> _REQUIREMENT A_
Answer these questions about the blog post:
(i) In which newspaper did the David Brook article mentioned appear?
(ii) Whom was Dr King addressing in Memphis on the eve of his assassination?
(iii) What was the number of the room whose balcony Dr King stood on at the Lorraine Motel?

> _GIVEN TEXT_
+--
Archive for the 'Public Affairs' Category

08th Nov 2008

The week in context

I have been scanning the internet for a good sum up of the week from a thoughtful journlaist. I read my way across the United States and there were a few pieces of note including David Brook’s New York Times article.

Sometimes the quality is right on your doorstep and like the faithful milkman of old, Jim Fitzpartick of the BBC NI’s Politics Show, dropped a great read through his weekly e-zine yesterday afternoon. If you have not already seen it read it below:

 On the eve of his assassination in April 1968, Dr Martin Luther King Jnr spoke to striking sanitation workers in Memphis about their particular cause and the wider struggle for civil rights in America:

“Well, I don’t know what will happen now. We’ve got some difficult days ahead. But it doesn’t matter with me now. Because I’ve been to the mountaintop. And I don’t mind. Like anybody, I would like to live a long life. Longevity has its place.

“But I’m not concerned about that now. I just want to do God’s will. And He’s allowed me to go up to the mountain. And I’ve looked over. And I’ve seen the Promised Land. I may not get there with you. But I want you to know tonight, that we, as a people, will get to the Promised Land. And I’m happy, tonight. I’m not worried about anything. I’m not fearing any man. Mine eyes have seen the glory of the coming of the Lord.”

The following evening as Dr King stood on the balcony of room 306 at the Lorraine Motel, he was shot dead.
+--
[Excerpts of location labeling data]
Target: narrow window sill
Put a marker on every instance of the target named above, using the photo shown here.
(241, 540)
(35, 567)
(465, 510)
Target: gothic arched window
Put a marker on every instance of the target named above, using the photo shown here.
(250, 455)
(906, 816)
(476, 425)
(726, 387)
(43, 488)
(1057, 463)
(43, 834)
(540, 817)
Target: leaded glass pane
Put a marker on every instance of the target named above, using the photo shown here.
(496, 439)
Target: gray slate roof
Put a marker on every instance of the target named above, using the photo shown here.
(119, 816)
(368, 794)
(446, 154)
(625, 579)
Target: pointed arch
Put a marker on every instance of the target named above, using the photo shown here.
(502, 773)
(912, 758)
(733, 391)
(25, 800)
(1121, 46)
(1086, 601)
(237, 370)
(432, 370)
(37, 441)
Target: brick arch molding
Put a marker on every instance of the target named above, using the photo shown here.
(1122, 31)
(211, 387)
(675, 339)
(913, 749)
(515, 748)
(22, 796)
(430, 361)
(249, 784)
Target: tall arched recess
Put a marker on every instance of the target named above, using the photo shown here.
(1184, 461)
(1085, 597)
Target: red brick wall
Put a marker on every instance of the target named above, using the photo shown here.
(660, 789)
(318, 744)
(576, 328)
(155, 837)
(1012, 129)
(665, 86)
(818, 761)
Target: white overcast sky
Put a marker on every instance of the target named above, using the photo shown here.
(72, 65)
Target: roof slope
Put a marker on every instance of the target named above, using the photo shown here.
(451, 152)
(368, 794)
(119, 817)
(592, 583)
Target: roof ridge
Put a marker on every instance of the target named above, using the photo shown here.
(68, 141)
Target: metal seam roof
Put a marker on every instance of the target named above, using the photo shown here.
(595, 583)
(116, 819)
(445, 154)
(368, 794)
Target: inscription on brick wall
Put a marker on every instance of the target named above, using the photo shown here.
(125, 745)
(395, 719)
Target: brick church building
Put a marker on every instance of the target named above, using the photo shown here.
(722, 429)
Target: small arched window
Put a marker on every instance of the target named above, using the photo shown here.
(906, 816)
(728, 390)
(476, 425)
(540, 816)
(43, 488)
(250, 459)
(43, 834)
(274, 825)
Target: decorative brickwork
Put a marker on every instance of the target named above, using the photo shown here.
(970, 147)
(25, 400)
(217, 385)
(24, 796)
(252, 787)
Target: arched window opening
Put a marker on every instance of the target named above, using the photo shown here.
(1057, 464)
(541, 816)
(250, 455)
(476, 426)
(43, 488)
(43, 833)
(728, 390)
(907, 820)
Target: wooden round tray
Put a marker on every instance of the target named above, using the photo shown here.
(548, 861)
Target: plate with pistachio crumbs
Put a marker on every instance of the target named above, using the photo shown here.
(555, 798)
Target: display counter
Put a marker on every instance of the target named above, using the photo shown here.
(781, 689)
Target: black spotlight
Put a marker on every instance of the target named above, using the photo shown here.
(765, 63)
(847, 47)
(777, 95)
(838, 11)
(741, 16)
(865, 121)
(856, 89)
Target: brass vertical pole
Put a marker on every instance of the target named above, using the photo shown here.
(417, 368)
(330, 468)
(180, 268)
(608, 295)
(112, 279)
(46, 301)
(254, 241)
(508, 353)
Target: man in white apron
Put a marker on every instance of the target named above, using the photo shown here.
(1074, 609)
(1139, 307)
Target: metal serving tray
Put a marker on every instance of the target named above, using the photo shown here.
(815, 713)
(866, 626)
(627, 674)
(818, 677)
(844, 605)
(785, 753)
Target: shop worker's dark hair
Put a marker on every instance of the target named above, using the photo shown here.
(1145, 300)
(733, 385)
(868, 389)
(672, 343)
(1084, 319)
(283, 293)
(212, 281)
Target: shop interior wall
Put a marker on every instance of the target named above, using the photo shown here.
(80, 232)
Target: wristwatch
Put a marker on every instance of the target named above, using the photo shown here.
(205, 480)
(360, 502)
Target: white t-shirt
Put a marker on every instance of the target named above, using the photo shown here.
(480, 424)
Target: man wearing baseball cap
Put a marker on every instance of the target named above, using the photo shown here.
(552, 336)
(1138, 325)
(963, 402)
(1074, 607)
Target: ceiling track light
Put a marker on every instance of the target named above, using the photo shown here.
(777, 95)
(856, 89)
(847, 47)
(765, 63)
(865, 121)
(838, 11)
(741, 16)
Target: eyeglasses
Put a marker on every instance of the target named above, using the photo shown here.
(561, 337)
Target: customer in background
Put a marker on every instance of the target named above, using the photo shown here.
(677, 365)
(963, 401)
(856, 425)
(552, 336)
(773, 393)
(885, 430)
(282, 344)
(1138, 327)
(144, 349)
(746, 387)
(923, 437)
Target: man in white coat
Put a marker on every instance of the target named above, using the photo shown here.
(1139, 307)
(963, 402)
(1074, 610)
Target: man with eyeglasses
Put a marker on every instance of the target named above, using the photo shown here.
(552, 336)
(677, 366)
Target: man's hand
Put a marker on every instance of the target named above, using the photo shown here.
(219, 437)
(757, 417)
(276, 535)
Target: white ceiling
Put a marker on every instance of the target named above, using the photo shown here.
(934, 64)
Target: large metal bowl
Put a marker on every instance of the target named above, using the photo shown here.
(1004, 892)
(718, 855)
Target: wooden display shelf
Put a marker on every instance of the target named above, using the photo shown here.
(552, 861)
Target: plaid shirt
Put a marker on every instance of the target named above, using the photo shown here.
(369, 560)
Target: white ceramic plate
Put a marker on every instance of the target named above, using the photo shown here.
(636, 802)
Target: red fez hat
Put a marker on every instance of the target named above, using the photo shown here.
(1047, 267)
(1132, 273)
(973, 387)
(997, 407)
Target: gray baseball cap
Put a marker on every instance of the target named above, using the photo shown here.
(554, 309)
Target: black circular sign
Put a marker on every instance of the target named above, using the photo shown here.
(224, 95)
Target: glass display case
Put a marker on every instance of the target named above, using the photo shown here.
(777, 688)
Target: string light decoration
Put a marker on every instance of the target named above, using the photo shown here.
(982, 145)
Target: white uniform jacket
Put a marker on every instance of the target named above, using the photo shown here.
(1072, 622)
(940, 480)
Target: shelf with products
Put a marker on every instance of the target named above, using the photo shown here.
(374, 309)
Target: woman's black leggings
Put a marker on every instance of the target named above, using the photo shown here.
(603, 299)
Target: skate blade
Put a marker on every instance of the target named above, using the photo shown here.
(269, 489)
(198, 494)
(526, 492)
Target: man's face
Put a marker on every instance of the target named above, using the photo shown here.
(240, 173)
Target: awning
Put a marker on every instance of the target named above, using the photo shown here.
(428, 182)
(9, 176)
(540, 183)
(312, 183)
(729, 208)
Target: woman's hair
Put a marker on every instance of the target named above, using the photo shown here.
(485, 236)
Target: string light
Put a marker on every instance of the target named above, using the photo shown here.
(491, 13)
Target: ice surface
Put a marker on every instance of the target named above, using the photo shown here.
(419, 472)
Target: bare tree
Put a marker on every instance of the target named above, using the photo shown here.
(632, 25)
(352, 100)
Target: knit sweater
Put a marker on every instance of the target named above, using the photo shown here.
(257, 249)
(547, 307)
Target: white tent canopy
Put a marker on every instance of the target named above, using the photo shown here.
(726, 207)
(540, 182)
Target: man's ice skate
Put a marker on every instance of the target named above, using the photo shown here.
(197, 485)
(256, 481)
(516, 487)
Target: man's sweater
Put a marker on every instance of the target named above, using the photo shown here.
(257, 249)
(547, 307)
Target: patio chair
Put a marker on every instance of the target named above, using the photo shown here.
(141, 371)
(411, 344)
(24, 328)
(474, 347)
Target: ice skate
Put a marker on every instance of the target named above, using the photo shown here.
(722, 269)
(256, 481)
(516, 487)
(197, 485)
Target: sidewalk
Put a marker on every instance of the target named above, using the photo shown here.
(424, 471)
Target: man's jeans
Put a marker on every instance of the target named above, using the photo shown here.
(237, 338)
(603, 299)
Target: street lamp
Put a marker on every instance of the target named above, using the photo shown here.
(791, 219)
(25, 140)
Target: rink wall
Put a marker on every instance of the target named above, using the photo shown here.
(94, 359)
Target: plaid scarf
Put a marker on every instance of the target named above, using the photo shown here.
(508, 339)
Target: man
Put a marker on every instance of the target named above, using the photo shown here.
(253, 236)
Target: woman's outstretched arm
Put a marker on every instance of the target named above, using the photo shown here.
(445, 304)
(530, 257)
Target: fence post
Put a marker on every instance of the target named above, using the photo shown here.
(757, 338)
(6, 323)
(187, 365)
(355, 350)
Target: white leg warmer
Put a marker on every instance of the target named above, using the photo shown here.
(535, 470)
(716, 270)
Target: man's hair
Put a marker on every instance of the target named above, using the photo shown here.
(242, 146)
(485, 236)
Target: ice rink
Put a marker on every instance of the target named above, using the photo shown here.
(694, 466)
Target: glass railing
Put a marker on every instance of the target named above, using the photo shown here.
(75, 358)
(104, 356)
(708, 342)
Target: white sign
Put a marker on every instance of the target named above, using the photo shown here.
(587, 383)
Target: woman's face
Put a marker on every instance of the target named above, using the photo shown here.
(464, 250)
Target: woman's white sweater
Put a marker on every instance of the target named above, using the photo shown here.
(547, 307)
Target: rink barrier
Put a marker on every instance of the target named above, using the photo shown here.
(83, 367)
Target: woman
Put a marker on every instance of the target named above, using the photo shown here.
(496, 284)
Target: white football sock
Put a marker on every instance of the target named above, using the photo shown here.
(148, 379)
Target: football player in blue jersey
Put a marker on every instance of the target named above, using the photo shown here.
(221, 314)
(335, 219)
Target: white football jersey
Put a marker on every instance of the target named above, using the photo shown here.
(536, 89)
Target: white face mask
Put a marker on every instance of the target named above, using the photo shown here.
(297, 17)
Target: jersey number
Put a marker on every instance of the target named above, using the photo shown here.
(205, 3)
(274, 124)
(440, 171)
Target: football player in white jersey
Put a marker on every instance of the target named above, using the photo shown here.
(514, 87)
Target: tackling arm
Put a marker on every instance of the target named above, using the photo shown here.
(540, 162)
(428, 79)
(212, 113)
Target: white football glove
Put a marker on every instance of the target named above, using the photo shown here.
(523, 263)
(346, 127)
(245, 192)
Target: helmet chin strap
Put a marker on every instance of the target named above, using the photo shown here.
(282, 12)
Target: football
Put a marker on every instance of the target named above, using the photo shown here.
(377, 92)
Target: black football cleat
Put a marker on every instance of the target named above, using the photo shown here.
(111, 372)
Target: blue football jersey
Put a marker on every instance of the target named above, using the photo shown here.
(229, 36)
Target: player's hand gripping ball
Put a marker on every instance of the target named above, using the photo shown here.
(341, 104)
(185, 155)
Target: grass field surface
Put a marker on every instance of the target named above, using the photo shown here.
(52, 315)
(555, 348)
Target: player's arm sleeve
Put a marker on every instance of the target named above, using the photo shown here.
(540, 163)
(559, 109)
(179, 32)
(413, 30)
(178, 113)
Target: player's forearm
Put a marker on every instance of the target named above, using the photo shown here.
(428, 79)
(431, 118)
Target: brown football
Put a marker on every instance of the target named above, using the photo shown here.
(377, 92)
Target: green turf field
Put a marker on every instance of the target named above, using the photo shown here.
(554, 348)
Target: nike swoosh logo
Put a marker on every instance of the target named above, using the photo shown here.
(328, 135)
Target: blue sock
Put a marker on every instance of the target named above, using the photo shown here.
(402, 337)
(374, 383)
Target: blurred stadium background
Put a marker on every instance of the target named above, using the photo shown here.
+--
> _REQUIREMENT B_
Echo the rows verbatim, starting with the line containing "Target: white football glove" and going on through the last of the rows, both ends included.

> _TASK RESPONSE A_
(i) The New York Times
(ii) Striking sanitation workers
(iii) 306

> _TASK RESPONSE B_
Target: white football glove
Put a marker on every instance of the target named above, using the photo shown here.
(523, 263)
(346, 127)
(245, 192)
Target: helmet chin strap
Put a marker on every instance of the target named above, using the photo shown here.
(282, 12)
Target: football
Put a marker on every instance of the target named above, using the photo shown here.
(377, 92)
Target: black football cleat
Put a marker on every instance of the target named above, using the photo shown here.
(111, 372)
Target: blue football jersey
Put a marker on every instance of the target named above, using the photo shown here.
(229, 36)
Target: player's hand gripping ball
Put a marker on every instance of the target named above, using the photo shown here.
(341, 104)
(185, 155)
Target: grass field surface
Put a marker on every instance of the target named above, using the photo shown here.
(52, 315)
(555, 348)
Target: player's arm sleeve
Put a marker on every instance of the target named above, using the photo shown here.
(540, 163)
(559, 109)
(179, 32)
(413, 30)
(178, 113)
Target: player's forearm
Put a marker on every instance of the target named above, using the photo shown here.
(428, 79)
(431, 118)
Target: brown football
Put a marker on every instance of the target named above, using the photo shown here.
(377, 92)
Target: green turf field
Put a marker on every instance of the target named above, using the photo shown here.
(554, 348)
Target: nike swoosh logo
Put a marker on every instance of the target named above, using the photo shown here.
(328, 135)
Target: blue sock
Put a marker on every instance of the target named above, using the photo shown here.
(402, 337)
(374, 383)
Target: blurred stadium background
Put a marker on every instance of the target named above, using the photo shown here.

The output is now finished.